__Given instruction__: Report each line of the data below that contains the word "baby", copying every such line in full.

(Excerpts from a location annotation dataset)
——————————

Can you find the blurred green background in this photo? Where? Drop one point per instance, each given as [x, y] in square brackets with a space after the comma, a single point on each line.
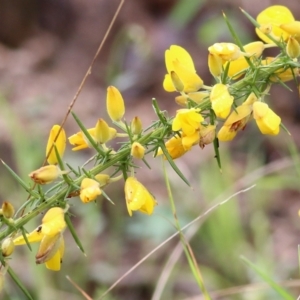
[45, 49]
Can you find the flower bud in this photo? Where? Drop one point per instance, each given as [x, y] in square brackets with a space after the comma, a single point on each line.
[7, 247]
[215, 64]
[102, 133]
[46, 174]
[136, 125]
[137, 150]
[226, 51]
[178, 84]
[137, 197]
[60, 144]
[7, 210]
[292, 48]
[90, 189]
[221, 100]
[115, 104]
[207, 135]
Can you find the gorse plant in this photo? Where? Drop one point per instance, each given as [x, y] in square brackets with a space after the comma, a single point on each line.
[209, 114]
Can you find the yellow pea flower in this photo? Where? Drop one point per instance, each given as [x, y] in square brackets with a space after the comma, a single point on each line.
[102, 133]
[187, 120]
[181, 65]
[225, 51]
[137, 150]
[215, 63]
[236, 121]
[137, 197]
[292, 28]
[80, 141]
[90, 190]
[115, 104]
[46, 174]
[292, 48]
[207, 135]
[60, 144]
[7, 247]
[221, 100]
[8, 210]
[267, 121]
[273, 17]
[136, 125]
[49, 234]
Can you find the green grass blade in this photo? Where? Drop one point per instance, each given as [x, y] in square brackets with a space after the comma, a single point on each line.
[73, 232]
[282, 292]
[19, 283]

——————————

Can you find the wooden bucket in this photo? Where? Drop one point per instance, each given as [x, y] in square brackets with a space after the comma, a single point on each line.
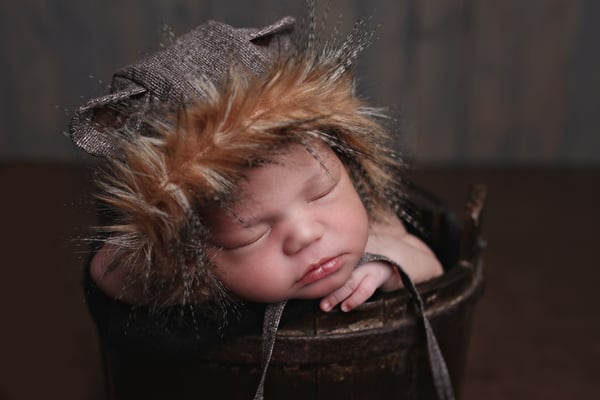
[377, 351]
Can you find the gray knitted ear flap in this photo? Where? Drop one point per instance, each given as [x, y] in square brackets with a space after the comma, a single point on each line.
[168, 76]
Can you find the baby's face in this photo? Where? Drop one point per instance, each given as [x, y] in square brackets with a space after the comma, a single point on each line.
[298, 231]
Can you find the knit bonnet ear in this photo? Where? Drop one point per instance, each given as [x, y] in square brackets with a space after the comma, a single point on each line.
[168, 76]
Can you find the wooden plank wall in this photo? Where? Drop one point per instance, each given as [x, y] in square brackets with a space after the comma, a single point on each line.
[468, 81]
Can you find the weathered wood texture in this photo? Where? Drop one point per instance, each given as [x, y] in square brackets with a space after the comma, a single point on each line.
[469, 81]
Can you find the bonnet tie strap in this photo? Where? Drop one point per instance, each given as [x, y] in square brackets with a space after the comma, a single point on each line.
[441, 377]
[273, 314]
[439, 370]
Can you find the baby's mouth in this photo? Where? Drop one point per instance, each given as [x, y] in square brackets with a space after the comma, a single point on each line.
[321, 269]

——————————

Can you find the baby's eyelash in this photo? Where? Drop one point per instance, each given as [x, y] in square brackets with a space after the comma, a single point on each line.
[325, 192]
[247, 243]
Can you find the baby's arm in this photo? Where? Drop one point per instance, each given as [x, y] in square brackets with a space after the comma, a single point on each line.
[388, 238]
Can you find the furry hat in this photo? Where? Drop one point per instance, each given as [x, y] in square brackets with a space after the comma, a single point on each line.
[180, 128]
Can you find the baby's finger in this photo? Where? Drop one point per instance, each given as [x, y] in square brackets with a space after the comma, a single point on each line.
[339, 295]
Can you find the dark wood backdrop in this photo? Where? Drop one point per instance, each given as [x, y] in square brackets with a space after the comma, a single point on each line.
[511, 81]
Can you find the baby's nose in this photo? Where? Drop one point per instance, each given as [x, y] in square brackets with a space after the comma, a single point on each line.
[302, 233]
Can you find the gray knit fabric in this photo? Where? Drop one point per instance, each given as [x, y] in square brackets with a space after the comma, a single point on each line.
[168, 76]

——————————

__Result for this task__:
Can you find the baby's face in this photo? Where? Drop one point per instance, each given as [x, y] in square brackets with a space after the comma, a single point on each line.
Can you find the baby's mouth in this photo? Where? Drop one point per instance, each given as [x, y] in square brackets with a space after the comma, a single point on each line.
Can you find the baby's eyelash in this photo? Where? Drop one point per instance, each given as [x, y] in square brackets with a space after the comma, a single point on each line.
Can you find the baby's arm in this photo? Where? Drop one point per instance, each given as [x, y] in square brackets with a space after the comma, a single point on each line.
Can you find the baby's finger in this photo? Where? Drop one point per instance, each given as [x, y] in square brackets with a space after the comma, a single point on each line.
Can you find the baby's nose in this photo? Where? Drop one point per instance, each given as [x, y] in square brackets with a space after the comma, a single point on each line.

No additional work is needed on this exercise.